# Texto de origem

--- --- ---

Visitantes são informados, que no Reino Unido o trânsito é efectuado pelo lado esquerdo da via. No interesse da segurança, é aconselhado a praticar a condução pela esquerda no seu país de origem uma ou duas semanas antes de conduzir no Reino Unido.
Conselho do Ministério dos Transportes do Reino Unido
Ou seja, em palavras que todos percebem: no interesse da NOSSA segurança, faça lá os disparates no seu país, antes de vir para cá.
Seja como for, e
já que fui picado, lá me pus à procura: porque diabo é que há países que conduzem do lado esquerdo da estrada?
O facto é que, no passado, quase toda a gente circulava pela esquerda da estrada. Numa sociedade feudal e violenta, na qual a utilização de armas era completamente liberalizada, esta era a opção mais lógica: com a maioria das pessoas a serem dextras, o utilizador duma espada preferia ficar à esquerda, de modo a ter o seu braço direito mais próximo dum adversário. Além do mais, evitava que a sua espada, usada à esquerda, batesse em alguém.
Depois havia a questão de uma pessoa dextra ter mais facilidade de montar um cavalo pelo lado esquerdo. Pelo outro lado, seria uma dificuldade acrescida fazê-lo, de novo devido à espada usada do lado esquerdo. Como também era mais seguro montar um cavalo pelo lado do passeio, em vez de pelo centro da estrada, fazia todo o sentido andar a cavalo pelo lado esquerdo.

--- --- ---

# Dados armazenados
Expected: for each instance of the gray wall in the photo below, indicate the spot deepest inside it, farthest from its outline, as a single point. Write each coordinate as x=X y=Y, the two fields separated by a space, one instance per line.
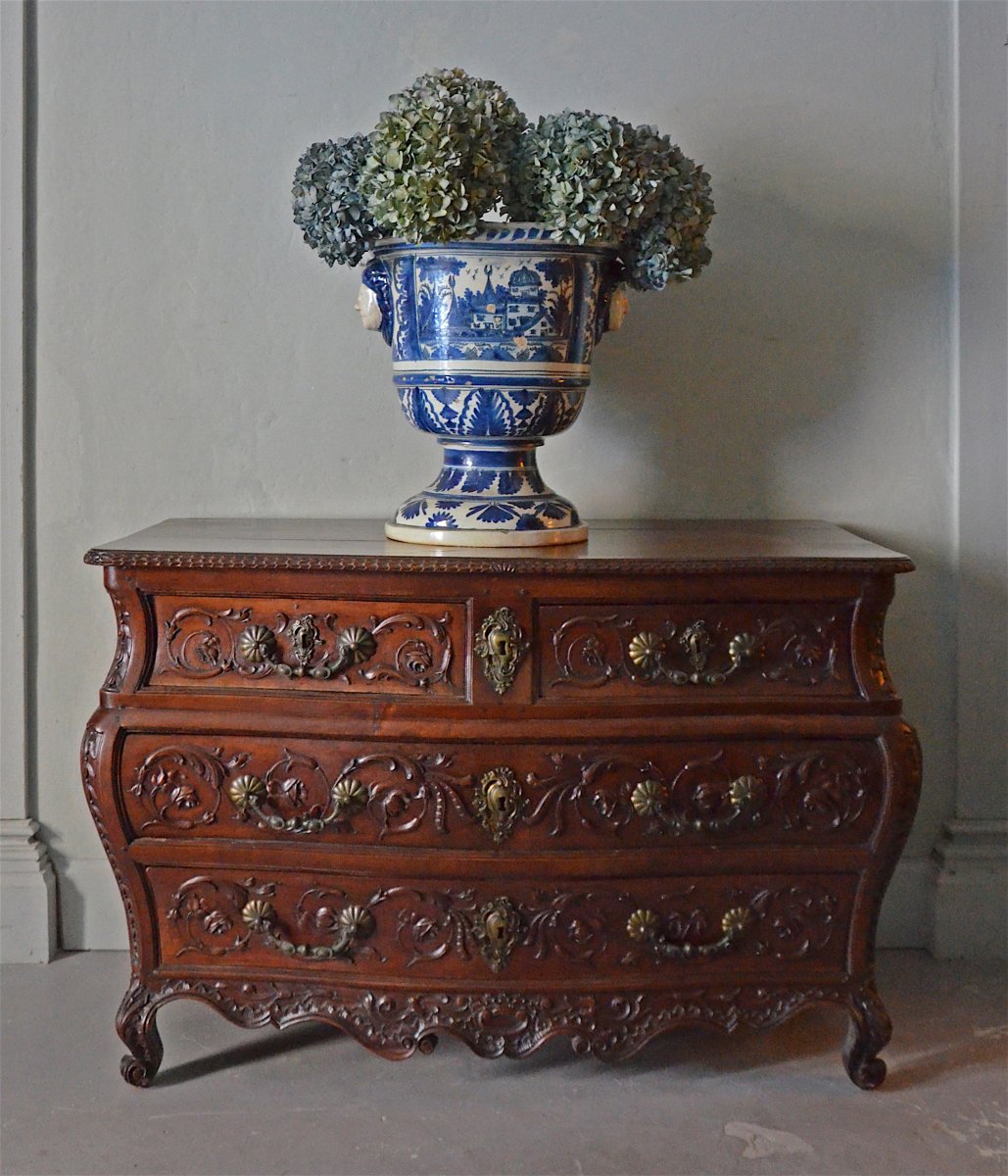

--- --- ---

# Objetivos
a) Transcreva o trecho do texto sobre a condução pela esquerda desde "O facto é que, no" até "batesse em alguém.", trocando "adversário" por "oponente".
b) Prossiga o texto sobre a condução pela esquerda a partir do ponto em que termina.
A listagem não é necessária para nenhuma das tarefas.

# Respostas redigidas
a)
O facto é que, no passado, quase toda a gente circulava pela esquerda da estrada. Numa sociedade feudal e violenta, na qual a utilização de armas era completamente liberalizada, esta era a opção mais lógica: com a maioria das pessoas a serem dextras, o utilizador duma espada preferia ficar à esquerda, de modo a ter o seu braço direito mais próximo dum oponente. Além do mais, evitava que a sua espada, usada à esquerda, batesse em alguém.

b)
Para o fim do séc. XVIII, comecou a usar-se carroças maiores do que até aí eram comuns, para transportar produtos agrícolas, sobretudo em França e nos Estados Unidos. Essas carroças eram puxadas por várias parelhas de cavalos, e não tinham assento para o condutor; este sentava-se no último cavalo à esquerda, de modo a permitir-lhe ter o seu braço direito, que segurava o chicote, a meio das parelhas. Como estava sentado à esquerda da carroça, naturalmente queria que o restante tráfego passasse à sua esquerda, de modo a poder mais facilmente evitar que algo se prendesse nas rodas. Portanto, passou a conduzir pela direita da estrada.
A Revolução Francesa de 1789 também alterou o panorama em vigor até então: antes da revolução, a aristocracia utilizava a esquerda da estrada, forçando a população comum para a direita. Mas após a tomada da Bastilha, a aristocracia tomou por bem baixar a bolinha, e juntou-se à plebe que ia pela direita.
Em 1794 foi introduzida oficialmente a regra da circulação pela direita em Paris, sendo que, já um ano antes, esta regra tinha sido legalmente fixada na Dinamarca.
As conquistas de Napoleão transpuseram esta regra para outros países: a Bélgica, a Holanda, o Luxemburgo, a Suiça, a Alemanha, a Polónia e Rússia e algumas partes de Espanha e da Itália. Os países que resistiram aos franceses, mantiveram a circulação pela esquerda: a Inglaterra, o império Austro-Húngaro e (tcha-tchaaaammmmm) Portugal. E assim ficou, durante mais de cem anos, até ao fim da Primeira Guerra Mundial.
Após a guerra Russo-Sueca de 1808-1809 a Suécia (que circulava pela esquerda) teve de ceder a Finlândia à Rússia, mas só cinquenta anos depois foi imposta a circulação pela direita nesse país, através dum decreto imperial. A Suécia, anterior dona da Finlândia, manteve a circulação pela esquerda.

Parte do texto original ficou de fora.